* _Given records_:
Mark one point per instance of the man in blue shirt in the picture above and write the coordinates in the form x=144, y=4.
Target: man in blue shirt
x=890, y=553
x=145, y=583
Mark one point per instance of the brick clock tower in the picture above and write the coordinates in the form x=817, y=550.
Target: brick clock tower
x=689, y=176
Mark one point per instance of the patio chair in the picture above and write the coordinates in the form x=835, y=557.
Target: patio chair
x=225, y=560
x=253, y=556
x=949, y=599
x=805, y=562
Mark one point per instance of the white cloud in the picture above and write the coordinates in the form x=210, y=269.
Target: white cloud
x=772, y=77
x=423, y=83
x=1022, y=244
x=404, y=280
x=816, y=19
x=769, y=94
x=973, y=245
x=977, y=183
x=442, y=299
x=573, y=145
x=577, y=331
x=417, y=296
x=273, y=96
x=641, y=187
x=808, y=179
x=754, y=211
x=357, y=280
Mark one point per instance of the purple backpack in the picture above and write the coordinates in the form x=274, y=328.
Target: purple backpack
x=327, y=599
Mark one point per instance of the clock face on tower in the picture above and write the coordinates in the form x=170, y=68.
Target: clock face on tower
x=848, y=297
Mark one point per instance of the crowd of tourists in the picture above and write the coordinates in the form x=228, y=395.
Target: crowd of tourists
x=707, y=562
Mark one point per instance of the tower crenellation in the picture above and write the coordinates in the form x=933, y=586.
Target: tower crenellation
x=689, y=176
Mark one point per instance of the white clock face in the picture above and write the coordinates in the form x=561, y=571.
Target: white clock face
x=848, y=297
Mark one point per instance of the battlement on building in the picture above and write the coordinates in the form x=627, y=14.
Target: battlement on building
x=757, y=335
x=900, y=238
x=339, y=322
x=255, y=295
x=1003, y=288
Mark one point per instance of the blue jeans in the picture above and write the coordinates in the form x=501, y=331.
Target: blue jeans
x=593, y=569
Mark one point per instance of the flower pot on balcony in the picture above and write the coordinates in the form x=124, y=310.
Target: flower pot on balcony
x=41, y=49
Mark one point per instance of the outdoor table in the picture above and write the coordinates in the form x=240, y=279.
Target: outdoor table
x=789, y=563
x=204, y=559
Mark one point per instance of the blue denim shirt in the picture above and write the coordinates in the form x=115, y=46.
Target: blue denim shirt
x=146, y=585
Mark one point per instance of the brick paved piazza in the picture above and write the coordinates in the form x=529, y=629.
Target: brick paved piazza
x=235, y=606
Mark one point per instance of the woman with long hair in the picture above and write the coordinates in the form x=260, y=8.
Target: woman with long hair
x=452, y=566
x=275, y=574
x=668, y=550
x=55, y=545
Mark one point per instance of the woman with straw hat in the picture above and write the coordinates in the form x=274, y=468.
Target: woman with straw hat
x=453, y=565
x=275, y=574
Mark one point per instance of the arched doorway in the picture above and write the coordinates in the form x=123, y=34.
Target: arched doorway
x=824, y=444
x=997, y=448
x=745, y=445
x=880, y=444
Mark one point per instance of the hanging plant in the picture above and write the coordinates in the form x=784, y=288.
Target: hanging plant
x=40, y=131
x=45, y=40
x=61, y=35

...

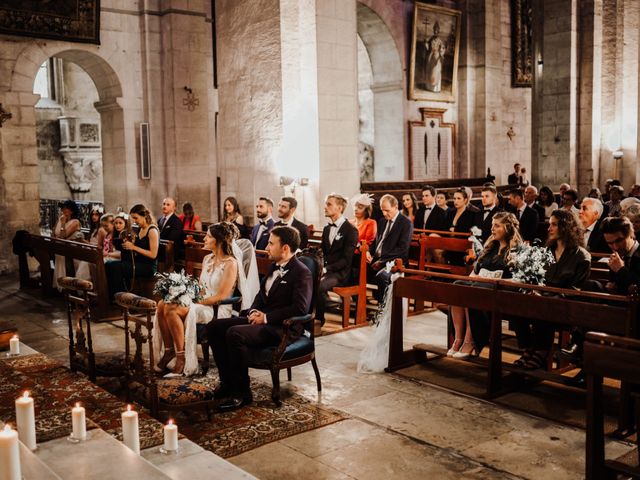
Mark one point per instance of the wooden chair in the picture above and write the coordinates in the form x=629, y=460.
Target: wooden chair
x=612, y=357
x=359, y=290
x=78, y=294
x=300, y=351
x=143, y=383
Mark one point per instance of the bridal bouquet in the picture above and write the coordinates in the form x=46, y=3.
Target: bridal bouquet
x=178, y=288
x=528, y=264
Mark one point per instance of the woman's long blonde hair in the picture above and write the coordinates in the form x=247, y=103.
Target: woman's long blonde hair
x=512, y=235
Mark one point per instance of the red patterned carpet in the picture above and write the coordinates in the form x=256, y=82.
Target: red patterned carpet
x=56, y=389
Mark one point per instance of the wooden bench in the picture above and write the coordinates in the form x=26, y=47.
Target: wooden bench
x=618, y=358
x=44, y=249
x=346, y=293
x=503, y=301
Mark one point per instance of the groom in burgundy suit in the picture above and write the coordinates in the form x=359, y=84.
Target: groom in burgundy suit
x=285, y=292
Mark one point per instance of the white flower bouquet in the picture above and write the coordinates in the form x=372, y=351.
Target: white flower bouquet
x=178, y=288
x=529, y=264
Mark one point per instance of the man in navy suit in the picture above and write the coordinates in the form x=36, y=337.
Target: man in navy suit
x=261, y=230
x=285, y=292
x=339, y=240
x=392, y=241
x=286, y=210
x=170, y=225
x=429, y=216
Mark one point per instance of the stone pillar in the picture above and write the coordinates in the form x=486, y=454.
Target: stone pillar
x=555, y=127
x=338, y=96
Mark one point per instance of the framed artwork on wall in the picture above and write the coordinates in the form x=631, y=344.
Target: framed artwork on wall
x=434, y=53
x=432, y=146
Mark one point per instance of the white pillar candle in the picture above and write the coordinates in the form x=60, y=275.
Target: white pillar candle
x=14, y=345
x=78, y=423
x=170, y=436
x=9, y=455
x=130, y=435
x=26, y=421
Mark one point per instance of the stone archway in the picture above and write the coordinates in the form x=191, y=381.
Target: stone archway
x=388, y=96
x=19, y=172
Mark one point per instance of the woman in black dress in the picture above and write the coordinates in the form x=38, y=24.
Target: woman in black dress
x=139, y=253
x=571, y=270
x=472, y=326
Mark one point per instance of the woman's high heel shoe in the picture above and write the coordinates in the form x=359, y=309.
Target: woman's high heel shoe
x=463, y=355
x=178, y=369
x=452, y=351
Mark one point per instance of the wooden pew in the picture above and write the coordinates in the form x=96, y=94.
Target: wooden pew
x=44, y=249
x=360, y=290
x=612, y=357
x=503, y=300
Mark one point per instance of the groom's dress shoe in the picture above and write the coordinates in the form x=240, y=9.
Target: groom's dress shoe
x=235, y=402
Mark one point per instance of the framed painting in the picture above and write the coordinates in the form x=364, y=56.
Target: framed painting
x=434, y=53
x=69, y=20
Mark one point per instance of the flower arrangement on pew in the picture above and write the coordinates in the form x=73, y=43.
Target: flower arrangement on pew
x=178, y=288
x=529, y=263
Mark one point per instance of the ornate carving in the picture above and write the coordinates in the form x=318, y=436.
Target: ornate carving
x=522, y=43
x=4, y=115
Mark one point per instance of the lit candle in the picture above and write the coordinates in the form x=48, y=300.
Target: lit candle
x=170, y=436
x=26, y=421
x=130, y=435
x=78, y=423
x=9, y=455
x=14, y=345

* _Problem to solve_:
Can you output the rows between the line holding "Mark one point per instance of the wooden chair" and the line holding "x=512, y=235", inclusive, as a numbered list with any blank lines dropped?

* _Result of the exercise_:
1. Mark one point per instance of the wooden chair in the picture above and write the coordinates in the form x=629, y=460.
2. Target: wooden chair
3. x=612, y=357
4. x=359, y=290
5. x=78, y=294
6. x=300, y=351
7. x=143, y=383
8. Mark one point per instance of the bridal bouquet in the picture above and write the coordinates in the form x=46, y=3.
9. Target: bridal bouquet
10. x=178, y=288
11. x=528, y=264
12. Mark one point per instance of the woman's long blonde hair in the picture above and write the coordinates in the form x=247, y=103.
13. Target: woman's long blonde hair
14. x=512, y=235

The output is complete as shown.